ACTIVITY:
Return the exact lines spanning from the line with "Extract flat screen" through the last line of the entries, boundaries included, and no others.

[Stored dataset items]
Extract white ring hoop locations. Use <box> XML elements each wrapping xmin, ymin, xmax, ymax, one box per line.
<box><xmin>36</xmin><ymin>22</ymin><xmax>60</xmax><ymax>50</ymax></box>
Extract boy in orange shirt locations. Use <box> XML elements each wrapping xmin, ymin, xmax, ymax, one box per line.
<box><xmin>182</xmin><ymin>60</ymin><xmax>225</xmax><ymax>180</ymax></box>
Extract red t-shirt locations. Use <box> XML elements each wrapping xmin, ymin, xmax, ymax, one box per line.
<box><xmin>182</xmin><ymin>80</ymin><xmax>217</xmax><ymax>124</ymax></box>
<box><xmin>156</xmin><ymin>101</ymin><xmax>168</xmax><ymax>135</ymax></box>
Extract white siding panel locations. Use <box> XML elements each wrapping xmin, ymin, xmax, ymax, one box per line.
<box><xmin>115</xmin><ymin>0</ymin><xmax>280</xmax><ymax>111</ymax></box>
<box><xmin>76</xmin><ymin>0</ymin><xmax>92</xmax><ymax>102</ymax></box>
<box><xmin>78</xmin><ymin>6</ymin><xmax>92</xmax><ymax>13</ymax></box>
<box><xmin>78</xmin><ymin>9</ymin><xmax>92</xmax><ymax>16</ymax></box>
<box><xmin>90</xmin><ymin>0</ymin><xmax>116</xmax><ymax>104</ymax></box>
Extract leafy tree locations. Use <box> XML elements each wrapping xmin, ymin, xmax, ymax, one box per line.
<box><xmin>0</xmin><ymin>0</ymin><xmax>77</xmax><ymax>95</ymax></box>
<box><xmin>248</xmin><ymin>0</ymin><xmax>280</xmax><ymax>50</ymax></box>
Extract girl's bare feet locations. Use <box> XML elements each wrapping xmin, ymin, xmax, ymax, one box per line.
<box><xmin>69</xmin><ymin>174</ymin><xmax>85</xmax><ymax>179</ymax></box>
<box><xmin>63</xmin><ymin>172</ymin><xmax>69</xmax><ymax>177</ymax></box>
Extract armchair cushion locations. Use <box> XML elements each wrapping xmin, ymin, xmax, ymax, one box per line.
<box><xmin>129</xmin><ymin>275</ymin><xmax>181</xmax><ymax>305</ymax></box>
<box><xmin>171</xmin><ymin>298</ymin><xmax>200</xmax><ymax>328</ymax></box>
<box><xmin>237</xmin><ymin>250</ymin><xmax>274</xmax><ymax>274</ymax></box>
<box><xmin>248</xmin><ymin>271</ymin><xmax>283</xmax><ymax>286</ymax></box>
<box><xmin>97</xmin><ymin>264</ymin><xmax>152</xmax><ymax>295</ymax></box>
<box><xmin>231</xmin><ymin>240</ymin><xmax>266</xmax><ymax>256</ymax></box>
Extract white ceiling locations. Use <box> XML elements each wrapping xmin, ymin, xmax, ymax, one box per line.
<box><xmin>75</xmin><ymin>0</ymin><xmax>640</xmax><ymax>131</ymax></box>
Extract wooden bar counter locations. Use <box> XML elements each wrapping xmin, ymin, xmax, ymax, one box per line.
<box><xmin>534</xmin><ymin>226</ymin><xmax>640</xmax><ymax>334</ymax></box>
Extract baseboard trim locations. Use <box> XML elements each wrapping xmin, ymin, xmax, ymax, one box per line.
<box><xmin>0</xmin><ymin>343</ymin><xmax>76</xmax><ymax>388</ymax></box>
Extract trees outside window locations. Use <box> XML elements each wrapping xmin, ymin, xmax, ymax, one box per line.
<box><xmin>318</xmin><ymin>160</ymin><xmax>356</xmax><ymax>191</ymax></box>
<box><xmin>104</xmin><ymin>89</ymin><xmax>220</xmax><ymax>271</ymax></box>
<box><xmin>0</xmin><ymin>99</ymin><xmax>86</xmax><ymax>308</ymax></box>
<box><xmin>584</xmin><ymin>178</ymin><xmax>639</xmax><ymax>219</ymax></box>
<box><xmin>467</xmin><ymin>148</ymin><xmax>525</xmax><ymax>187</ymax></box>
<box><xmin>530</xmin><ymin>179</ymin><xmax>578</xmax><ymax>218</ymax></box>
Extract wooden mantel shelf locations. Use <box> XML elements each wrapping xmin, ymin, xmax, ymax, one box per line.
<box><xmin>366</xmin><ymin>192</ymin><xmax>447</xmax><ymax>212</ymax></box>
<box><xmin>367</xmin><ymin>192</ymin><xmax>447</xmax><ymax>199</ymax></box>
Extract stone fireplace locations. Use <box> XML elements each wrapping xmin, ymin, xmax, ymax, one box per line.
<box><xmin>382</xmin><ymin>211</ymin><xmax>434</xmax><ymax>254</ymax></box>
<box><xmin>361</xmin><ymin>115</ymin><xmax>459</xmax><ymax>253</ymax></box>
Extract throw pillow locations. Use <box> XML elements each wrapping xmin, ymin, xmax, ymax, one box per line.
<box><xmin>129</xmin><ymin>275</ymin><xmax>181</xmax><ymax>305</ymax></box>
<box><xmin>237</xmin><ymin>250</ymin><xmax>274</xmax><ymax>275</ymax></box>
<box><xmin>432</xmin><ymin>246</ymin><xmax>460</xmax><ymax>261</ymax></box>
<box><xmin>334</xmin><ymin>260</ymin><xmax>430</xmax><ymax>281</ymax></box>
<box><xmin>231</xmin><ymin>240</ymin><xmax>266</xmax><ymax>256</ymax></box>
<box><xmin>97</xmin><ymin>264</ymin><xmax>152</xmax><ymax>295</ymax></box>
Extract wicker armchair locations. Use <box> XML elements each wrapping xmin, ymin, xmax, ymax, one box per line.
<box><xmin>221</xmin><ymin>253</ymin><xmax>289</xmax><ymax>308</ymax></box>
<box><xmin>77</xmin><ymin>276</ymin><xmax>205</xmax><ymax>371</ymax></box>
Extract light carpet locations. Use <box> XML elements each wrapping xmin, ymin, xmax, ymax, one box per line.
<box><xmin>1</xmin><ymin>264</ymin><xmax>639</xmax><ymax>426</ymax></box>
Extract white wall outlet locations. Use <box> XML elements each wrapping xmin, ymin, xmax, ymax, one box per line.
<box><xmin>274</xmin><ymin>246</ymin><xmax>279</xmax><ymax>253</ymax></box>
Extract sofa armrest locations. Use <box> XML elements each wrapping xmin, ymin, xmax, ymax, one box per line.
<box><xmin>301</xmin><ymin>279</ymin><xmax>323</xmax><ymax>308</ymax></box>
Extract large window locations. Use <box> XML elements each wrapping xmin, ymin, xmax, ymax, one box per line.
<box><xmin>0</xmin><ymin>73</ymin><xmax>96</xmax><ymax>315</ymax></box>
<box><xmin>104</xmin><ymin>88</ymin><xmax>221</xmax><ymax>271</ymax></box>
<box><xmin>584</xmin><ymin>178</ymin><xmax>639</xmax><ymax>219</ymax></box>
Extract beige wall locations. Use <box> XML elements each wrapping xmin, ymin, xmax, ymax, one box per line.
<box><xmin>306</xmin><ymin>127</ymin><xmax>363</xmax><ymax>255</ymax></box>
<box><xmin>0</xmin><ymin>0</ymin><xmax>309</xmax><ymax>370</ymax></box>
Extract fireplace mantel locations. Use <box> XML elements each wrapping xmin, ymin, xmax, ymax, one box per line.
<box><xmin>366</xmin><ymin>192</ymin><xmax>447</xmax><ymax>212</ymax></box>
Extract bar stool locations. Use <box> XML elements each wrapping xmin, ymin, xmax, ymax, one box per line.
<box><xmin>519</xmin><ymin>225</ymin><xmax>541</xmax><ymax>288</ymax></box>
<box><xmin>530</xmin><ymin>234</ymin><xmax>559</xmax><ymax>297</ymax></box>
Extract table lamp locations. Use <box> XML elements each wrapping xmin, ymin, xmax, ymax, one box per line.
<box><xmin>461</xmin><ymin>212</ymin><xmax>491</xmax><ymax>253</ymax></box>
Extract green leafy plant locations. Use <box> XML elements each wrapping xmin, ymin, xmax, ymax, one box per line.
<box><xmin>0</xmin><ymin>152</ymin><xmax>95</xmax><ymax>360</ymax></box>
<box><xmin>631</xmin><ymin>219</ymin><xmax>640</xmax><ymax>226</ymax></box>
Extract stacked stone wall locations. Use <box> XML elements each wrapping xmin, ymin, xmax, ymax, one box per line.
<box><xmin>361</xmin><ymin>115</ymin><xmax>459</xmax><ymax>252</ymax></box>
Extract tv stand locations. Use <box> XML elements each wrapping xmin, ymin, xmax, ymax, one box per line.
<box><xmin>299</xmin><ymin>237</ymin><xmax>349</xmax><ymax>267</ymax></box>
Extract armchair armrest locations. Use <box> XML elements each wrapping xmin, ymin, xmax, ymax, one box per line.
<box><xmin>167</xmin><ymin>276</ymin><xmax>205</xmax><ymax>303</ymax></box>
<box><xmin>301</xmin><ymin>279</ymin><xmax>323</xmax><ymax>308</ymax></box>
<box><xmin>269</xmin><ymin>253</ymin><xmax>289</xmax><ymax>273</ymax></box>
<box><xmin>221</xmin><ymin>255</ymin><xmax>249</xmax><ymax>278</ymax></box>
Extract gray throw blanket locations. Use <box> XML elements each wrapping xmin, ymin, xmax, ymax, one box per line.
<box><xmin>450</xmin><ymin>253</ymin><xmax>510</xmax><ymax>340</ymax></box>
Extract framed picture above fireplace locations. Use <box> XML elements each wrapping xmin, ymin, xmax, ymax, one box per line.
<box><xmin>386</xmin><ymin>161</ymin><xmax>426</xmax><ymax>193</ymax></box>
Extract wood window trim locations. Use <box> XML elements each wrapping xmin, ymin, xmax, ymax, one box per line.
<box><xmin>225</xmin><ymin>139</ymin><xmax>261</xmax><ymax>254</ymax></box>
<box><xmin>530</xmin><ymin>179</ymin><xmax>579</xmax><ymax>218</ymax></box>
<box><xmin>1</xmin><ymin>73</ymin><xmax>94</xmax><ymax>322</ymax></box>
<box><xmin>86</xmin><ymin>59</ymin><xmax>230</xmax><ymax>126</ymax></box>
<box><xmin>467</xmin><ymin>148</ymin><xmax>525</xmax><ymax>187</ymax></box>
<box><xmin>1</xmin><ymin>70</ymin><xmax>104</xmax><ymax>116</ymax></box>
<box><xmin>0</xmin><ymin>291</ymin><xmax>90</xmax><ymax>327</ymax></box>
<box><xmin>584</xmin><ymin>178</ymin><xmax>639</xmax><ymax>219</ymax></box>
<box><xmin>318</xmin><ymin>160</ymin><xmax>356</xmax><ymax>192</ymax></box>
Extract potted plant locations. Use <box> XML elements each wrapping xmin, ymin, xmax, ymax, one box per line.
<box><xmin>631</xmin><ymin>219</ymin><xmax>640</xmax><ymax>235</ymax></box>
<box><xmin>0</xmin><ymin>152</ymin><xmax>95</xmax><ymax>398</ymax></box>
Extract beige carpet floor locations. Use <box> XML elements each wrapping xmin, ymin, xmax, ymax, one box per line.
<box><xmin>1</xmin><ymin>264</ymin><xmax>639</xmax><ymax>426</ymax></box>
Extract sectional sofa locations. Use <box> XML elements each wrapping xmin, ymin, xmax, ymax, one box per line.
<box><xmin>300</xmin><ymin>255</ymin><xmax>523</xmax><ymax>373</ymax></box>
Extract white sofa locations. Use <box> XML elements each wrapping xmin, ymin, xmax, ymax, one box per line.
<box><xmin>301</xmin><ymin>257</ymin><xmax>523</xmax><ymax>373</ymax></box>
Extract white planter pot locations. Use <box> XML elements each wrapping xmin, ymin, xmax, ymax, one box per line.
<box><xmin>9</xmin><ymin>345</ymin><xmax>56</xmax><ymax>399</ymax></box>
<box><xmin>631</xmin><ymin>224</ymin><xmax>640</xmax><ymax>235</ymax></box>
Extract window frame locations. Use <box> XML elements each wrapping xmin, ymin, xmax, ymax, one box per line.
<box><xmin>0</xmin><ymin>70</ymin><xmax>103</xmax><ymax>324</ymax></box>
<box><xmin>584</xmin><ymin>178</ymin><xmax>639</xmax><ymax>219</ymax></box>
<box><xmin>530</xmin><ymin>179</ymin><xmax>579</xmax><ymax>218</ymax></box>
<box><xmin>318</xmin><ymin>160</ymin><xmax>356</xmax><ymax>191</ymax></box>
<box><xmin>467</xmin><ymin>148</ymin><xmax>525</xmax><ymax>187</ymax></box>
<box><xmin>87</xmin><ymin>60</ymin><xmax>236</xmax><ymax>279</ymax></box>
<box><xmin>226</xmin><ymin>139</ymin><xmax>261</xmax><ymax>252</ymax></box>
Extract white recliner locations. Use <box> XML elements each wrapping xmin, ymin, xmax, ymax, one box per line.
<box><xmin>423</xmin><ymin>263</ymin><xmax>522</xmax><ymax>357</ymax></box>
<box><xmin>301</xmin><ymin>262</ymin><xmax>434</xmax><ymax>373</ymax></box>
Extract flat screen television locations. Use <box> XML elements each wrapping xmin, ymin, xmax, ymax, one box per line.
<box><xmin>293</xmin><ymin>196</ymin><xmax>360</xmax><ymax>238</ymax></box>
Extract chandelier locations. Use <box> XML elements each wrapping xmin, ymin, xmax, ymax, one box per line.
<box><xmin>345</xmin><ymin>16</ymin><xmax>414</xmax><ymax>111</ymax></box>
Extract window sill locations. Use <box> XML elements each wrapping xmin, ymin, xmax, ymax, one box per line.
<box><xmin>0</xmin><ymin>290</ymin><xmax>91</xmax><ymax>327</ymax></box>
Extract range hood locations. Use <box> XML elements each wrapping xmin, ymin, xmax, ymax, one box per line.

COMPLETED EXERCISE:
Extract flat screen television locations. Use <box> XML elements each wrapping xmin, ymin, xmax, ymax, one box per line.
<box><xmin>293</xmin><ymin>196</ymin><xmax>360</xmax><ymax>238</ymax></box>
Extract chandelier locations. Use <box> XML elements each wrapping xmin, ymin, xmax, ymax, one box per line.
<box><xmin>345</xmin><ymin>16</ymin><xmax>414</xmax><ymax>111</ymax></box>
Extract window sill locations. Use <box> XML elements each wrapping xmin, ymin, xmax, ymax, one box per line.
<box><xmin>0</xmin><ymin>290</ymin><xmax>91</xmax><ymax>327</ymax></box>
Extract range hood locations. Use <box> XML elements each wrapping xmin, ymin, xmax, ymax, one box per line.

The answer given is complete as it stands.